> **Exercise a**
In the sequence notes below, set down word for word the part that opens with the words "Because each line" and closes with "2 * y[k]. (End)".
┄┄┄┄┄┄┄┄┄┄┄┄┄┄┄┄┄┄┄┄
OFFSET
1,1
COMMENTS
No exact values are given in the paper by Alon, however one will find there upper and lower bounds involving unknown constants for the d-dimensional generalization of this sequence.
The upper bound a(n) <= 2(n+1) is found by choosing n+1 lines parallel to one of the square's edges, fixed by 2(n+1) points on 2 opposite edges of the grid. Another upper bound a(n) <= 3 + A018805(floor((n+1)/2)) is obtained by placing one point at the grid center (n even) or at one of the 4 grid points closest to the center (n odd), then letting 2+A018805(...) lines intersect there. - R. J. Mathar, Jan 24 2008
From Rob Pratt, Jul 22 2015: (Start)
Because each line covers at most n-1 unchosen points, we have (n-1) * binomial(t,2) >= (n-1)^2 - t, yielding a lower bound of a(n) >= ceiling((n - 3 + sqrt(8n^3 + 9n^2 - 14n + 1))/(2*(n-1))).
Can be formulated as an integer linear programming problem as follows. Let binary variable x[i,j] = 1 if lattice point (i,j) is chosen, and 0 otherwise. Let binary variable y[k] = 1 if line k is chosen, and 0 otherwise. The objective is to minimize sum x[i,j]. Let L[k] denote the set of lattice points on line k. The covering constraint for lattice point (i,j) is sum {k: (i,j) in L[k]} y[k] >= 1. To enforce the rule that y[k] = 1 implies sum {(i,j) in L[k]} x[i,j] >= 2, impose the linear constraint sum {(i,j) in L[k]} x[i,j] >= 2 * y[k]. (End)
┄┄┄┄┄┄┄┄┄┄┄┄┄┄┄┄┄┄┄┄
> **Exercise b**
Locate every line in the records that contains the string "tree", matching case exactly, and copy each of those lines.

> **Data records**
┄┄┄┄┄┄┄┄┄┄┄┄┄┄┄┄┄┄┄┄
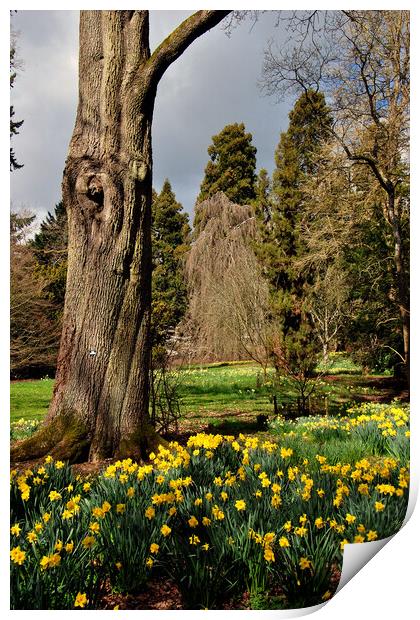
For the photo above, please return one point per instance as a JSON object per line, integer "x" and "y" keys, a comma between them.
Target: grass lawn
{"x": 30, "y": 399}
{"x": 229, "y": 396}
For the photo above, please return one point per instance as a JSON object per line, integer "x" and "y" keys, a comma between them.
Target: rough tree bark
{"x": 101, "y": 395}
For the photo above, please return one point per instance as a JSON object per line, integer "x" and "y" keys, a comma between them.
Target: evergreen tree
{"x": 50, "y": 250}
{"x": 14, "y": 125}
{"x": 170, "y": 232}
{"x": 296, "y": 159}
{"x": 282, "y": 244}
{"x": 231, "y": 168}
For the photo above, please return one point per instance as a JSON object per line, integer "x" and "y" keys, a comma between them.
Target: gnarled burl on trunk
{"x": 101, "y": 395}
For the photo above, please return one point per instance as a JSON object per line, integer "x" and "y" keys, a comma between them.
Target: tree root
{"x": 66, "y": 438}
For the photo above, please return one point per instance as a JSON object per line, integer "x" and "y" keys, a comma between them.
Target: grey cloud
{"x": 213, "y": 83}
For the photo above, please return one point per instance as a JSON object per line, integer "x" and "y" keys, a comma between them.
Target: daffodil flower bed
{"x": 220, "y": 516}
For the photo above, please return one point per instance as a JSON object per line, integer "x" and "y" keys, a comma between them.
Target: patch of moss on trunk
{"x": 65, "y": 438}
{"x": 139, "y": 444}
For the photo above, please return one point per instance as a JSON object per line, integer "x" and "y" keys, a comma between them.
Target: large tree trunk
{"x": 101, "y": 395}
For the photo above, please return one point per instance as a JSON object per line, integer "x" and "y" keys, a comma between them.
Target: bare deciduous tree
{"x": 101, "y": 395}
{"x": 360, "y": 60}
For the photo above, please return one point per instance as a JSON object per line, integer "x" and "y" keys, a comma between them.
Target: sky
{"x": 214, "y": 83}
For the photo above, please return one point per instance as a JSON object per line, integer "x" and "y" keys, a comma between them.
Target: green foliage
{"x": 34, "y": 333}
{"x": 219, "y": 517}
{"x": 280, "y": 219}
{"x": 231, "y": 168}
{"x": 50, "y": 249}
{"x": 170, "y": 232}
┄┄┄┄┄┄┄┄┄┄┄┄┄┄┄┄┄┄┄┄
> **Complete response a**
Because each line covers at most n-1 unchosen points, we have (n-1) * binomial(t,2) >= (n-1)^2 - t, yielding a lower bound of a(n) >= ceiling((n - 3 + sqrt(8n^3 + 9n^2 - 14n + 1))/(2*(n-1))).
Can be formulated as an integer linear programming problem as follows. Let binary variable x[i,j] = 1 if lattice point (i,j) is chosen, and 0 otherwise. Let binary variable y[k] = 1 if line k is chosen, and 0 otherwise. The objective is to minimize sum x[i,j]. Let L[k] denote the set of lattice points on line k. The covering constraint for lattice point (i,j) is sum {k: (i,j) in L[k]} y[k] >= 1. To enforce the rule that y[k] = 1 implies sum {(i,j) in L[k]} x[i,j] >= 2, impose the linear constraint sum {(i,j) in L[k]} x[i,j] >= 2 * y[k]. (End)

> **Complete response b**
Target: rough tree bark
Target: evergreen tree
Target: tree root
Target: large tree trunk
Target: bare deciduous tree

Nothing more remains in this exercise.